***** TRECHO FORNECIDO *****

Roda de conversa sobre os impactos das hidrelétricas na Amazônia, durante o Festival das Águas (© Greenpeace)

 “As experiências de Belo Monte são as piores possíveis”. É assim que Antonia Melo, liderança do movimento Xingu Vivo, define, cerca de um ano após o enchimento do reservatório, o que aconteceu e continua acontecendo em Altamira e no rio Xingu, com a instalação de Belo Monte.

A fala aconteceu durante uma roda de conversa que reuniu lideranças, pesquisadores, representantes de movimentos sociais e organizações não governamentais para discutir as hidrelétricas na Amazônia. O evento foi parte da programação do Festival das Águas, realizado em Alter do Chão, no Pará, no rio Tapajós, para mobilizar a sociedade sobre a importância das águas e dos rios para o Planeta.  

A trajetória de Antonia Melo na luta contra Belo Monte teve início quando o projeto ainda estava no papel. Desde então, ela viu Belo Monte ser cancelada para depois ressurgir com força total durante o governo Lula. Quando a obra se tornou realidade, Antonia teve que deixar sua casa, suas memórias e a história de uma vida para trás. Hoje Belo Monte está construída, com cinco turbinas em funcionamento, mas isso não significa que a luta tenha chegado ao fim. Os impactos causados por esse “monstro”, como Antônia e muitos outros que acompanharam de perto a hidrelétrica a definem, continuam acontecendo a olhos nus e precisam ser monitorados e discutidos para não se repetirem com a construção de novas hidrelétricas na Amazônia.

***** REGISTROS DA TAREFA *****

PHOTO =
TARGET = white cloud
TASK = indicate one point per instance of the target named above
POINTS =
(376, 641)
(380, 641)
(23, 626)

*****

SOLICITAÇÃO ESCRITA 1: Reproduza integralmente todas as linhas dos registros, inclusive as solicitações, alterando cada coordenada dos pontos de resposta pela soma de -142.
SOLICITAÇÃO ESCRITA 2: Prossiga com o texto sobre os impactos de Belo Monte no Xingu, a partir da última frase apresentada.

RESPOSTA 1:
PHOTO =
TARGET = white cloud
TASK = indicate one point per instance of the target named above
POINTS =
(234, 499)
(238, 499)
(-119, 484)

RESPOSTA 2:
“Belo Monte para nós não é fato consumado, é uma desgraça, eles têm uma dívida para sempre com as populações do Xingu”, disse Antonia. “A luta contra essa forma de gerar energia destruindo o rio, as florestas e as populações continua. Gostaríamos que vocês ficassem atentos para todas as lições que Belo Monte trouxe para os povos do Xingu e que não queremos que se repitam no Tapajós”.

Altamira, no Pará, onde está Belo Monte, sofre com problemas graves na área da saúde, educação e violência, especialmente contra mulheres, crianças e adolescentes. A obra está mudando ainda todo o ecossistema da região sediada abaixo da barragem, afetando a vida dos povos indígenas que vivem a jusante do reservatório e que hoje não conhecem mais o rio que é vital para a sua sobrevivência, pois a água que agora chega para eles depende do controle da vazão realizado pela barragem.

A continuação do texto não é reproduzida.